Teks yang Diberikan -
◇ ◇ ◇ ◇ ◇

REPUBLIKA.CO.ID, JAKARTA -- Muhammadiyah didirikan di Kampung Kauman, Yogyakarta, pada tanggal 8 Dzulhijjah 1330 H atau 18 November 1912. Tokoh pendirinya adalah KH Ahmad Dahlan. Dia adalah pegawai kesultanan Kraton Yogyakarta, yang bertugas sebagai seorang khatib. Sehari-hari aktif berdagang di kota tersebut.
Melihat umat Islam pada waktu itu dalam keadaan jumud, penuh dengan amalan-amalan yang melenceng dari ajaran, dia tergerak hatinya untuk mengajak mereka kembali kepada ajaran Islam yang sebenarnya berdasarkan Alquran dan hadis. Mula-mula dakwahnya ditolak, tetapi berkat ketekunan dan kesabaran, akhirnya dia mendapat sambutan dari keluarga dan teman dekatnya. Banyak kelebihan maupun keunikan yang dimiliki Muhammadiyah dibandingkan organisasi Islam lainnya. Berikut tiga keunikan tersebut.

◇ ◇ ◇ ◇ ◇

Entri tersimpan:
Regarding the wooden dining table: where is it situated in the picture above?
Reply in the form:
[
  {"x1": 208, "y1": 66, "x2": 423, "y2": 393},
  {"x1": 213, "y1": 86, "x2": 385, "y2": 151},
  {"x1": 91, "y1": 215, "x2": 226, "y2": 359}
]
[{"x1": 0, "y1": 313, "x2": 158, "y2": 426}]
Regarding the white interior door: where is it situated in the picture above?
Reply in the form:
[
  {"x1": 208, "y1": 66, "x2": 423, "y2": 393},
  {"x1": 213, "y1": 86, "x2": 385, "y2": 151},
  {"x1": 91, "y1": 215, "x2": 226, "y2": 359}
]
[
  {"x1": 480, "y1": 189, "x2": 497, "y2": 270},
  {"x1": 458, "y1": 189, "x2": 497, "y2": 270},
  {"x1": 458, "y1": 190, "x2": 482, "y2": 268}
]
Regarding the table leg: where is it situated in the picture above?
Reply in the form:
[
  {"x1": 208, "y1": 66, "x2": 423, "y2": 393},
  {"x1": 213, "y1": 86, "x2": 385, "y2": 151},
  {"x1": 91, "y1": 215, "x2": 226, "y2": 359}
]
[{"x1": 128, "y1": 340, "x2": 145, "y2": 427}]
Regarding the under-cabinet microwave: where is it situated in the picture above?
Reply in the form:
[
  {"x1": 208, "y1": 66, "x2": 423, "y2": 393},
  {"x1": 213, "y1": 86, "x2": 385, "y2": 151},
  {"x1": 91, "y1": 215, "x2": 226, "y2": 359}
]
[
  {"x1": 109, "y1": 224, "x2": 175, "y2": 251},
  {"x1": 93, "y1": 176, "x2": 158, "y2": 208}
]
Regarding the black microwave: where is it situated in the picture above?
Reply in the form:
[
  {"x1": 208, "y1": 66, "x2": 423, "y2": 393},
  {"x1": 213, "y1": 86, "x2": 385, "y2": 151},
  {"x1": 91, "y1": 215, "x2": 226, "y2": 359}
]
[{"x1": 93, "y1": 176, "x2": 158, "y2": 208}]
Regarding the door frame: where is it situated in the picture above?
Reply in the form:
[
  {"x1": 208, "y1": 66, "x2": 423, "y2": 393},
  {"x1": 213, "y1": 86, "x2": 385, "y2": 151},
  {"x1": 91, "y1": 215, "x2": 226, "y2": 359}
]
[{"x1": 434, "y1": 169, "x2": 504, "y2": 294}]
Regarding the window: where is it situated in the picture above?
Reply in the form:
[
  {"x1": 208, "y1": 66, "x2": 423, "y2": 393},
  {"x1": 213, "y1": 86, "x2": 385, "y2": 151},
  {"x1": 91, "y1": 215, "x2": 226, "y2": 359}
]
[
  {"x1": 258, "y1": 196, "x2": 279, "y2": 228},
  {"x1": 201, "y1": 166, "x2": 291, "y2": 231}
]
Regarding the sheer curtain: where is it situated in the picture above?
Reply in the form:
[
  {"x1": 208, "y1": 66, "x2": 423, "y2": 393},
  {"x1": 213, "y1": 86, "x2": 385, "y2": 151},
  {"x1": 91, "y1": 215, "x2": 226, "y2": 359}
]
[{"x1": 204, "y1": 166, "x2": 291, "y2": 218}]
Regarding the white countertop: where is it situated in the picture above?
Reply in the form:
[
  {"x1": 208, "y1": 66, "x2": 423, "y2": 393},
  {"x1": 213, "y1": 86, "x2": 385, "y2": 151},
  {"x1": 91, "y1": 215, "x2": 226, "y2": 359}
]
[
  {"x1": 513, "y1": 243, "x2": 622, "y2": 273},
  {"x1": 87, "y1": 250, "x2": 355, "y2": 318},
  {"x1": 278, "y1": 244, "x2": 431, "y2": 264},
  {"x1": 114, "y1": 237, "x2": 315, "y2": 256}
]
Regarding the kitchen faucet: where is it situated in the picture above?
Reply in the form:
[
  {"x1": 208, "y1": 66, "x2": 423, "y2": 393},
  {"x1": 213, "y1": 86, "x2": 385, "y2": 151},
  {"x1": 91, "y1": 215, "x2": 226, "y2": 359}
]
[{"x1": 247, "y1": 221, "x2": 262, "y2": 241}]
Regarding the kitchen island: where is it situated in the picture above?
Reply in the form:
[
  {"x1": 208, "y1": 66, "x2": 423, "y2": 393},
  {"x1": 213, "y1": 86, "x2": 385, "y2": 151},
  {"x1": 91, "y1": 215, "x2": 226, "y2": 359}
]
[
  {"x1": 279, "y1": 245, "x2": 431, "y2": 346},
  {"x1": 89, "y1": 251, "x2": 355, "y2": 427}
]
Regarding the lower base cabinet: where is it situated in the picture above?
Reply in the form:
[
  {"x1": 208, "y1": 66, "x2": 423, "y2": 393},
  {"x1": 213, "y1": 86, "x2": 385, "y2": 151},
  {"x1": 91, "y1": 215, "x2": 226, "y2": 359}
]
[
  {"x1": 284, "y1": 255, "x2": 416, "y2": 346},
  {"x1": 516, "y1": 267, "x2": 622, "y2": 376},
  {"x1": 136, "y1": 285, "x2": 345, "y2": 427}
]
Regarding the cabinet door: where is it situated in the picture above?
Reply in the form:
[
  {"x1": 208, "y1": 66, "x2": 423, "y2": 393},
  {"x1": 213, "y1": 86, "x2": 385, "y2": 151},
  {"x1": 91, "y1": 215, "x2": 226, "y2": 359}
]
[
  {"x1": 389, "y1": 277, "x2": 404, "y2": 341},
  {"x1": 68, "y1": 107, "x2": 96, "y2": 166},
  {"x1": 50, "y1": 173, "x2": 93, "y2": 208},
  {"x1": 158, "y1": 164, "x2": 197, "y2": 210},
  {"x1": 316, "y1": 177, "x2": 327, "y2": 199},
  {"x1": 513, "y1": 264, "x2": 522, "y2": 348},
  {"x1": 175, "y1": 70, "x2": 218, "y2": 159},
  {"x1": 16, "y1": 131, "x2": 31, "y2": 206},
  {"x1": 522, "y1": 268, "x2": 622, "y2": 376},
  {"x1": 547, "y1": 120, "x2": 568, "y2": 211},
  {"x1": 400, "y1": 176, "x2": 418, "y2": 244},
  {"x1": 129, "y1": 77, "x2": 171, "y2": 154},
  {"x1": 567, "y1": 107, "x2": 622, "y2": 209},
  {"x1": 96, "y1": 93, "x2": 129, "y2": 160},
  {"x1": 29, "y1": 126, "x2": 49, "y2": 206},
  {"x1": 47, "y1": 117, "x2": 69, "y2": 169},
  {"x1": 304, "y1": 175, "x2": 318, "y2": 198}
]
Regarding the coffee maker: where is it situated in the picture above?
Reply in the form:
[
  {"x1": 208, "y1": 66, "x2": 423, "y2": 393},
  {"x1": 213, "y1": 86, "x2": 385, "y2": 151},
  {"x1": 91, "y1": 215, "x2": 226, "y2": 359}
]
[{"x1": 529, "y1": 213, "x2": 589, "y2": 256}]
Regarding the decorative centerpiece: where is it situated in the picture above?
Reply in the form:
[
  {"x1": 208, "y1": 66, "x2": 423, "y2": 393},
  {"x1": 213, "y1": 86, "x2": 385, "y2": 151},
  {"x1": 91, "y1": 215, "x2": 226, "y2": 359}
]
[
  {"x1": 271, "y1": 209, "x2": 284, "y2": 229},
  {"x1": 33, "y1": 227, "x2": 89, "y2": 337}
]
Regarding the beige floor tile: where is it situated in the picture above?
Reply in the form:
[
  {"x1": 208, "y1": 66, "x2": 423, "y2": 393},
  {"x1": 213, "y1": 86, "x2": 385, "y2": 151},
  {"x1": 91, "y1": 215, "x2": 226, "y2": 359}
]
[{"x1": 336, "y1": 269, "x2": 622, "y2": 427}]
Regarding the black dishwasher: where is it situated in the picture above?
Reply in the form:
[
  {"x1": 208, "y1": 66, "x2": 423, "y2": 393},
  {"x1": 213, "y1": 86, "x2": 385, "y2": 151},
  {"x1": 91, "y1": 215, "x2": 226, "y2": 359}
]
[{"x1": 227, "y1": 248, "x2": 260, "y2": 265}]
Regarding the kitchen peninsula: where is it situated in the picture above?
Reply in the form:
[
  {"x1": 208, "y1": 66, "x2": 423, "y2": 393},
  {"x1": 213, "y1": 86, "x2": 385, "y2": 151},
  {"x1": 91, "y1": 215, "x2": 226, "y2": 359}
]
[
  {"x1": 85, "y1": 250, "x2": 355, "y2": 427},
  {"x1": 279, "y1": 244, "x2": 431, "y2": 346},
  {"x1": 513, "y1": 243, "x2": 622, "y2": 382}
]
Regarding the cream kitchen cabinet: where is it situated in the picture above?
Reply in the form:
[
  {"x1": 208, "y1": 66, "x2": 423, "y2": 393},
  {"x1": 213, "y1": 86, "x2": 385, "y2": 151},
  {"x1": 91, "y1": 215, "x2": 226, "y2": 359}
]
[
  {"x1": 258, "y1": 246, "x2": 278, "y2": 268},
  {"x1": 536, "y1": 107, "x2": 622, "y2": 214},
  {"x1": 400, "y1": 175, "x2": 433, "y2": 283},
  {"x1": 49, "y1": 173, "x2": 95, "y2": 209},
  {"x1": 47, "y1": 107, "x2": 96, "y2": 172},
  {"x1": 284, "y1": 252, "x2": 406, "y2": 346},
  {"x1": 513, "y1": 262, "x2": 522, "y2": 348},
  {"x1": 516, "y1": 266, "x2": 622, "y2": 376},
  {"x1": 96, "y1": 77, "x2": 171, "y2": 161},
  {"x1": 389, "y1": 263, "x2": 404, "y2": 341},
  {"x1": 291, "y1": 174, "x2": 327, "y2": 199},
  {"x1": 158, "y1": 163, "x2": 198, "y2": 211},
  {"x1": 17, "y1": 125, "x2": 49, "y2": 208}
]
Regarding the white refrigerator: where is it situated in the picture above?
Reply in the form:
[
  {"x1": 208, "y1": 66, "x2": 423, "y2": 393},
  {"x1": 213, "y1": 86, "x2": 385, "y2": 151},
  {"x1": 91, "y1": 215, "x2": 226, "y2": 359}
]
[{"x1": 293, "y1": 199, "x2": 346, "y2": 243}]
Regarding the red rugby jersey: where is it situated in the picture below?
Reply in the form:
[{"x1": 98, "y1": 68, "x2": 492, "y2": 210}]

◇ ◇ ◇ ◇ ◇

Daftar Pertanyaan -
**1)** Menurut teks tentang berdirinya Muhammadiyah, di mana organisasi itu didirikan?
**2)** Teruskan teks tentang berdirinya Muhammadiyah mulai dari setelah kalimat terakhirnya.

Daftar Jawaban -
**1)** Di Kampung Kauman, Yogyakarta.

**2)**
Sekolah Modern Islam Pertama
Muhammadiyah di bawah kepemimpinan Ahmad Dahlan mendirikan sekolah Madrasah Ibtidaiyah Diniyah Islamiyah pada 1 Desember 1911. Muridnya ketika itu sebanyak 29 orang. Ide sekolah ini bermula saat Dahlan mengajar agama Islam di Kweek school. Dia kemudian merintis pembentukan sekolah yang memadukan pengajaran ilmu agama Islam dan ilmu umum.
Sekolah tersebut dimulai dengan delapan orang siswa yang belajar di ruang tamu rumah Ahmad Dahlan, berukuran 2,5 meter kali enam meter. Keperluan belajar dipersiapkan sendiri dengan memanfaatkan dua buah meja miliknya. Sementara itu, dua buah bangku tempat duduk para siswa dibuat sendiri oleh Ahmad Dahlan dari papan bekas kotak kain mori dan papan tulis dibuat dari kayu suren.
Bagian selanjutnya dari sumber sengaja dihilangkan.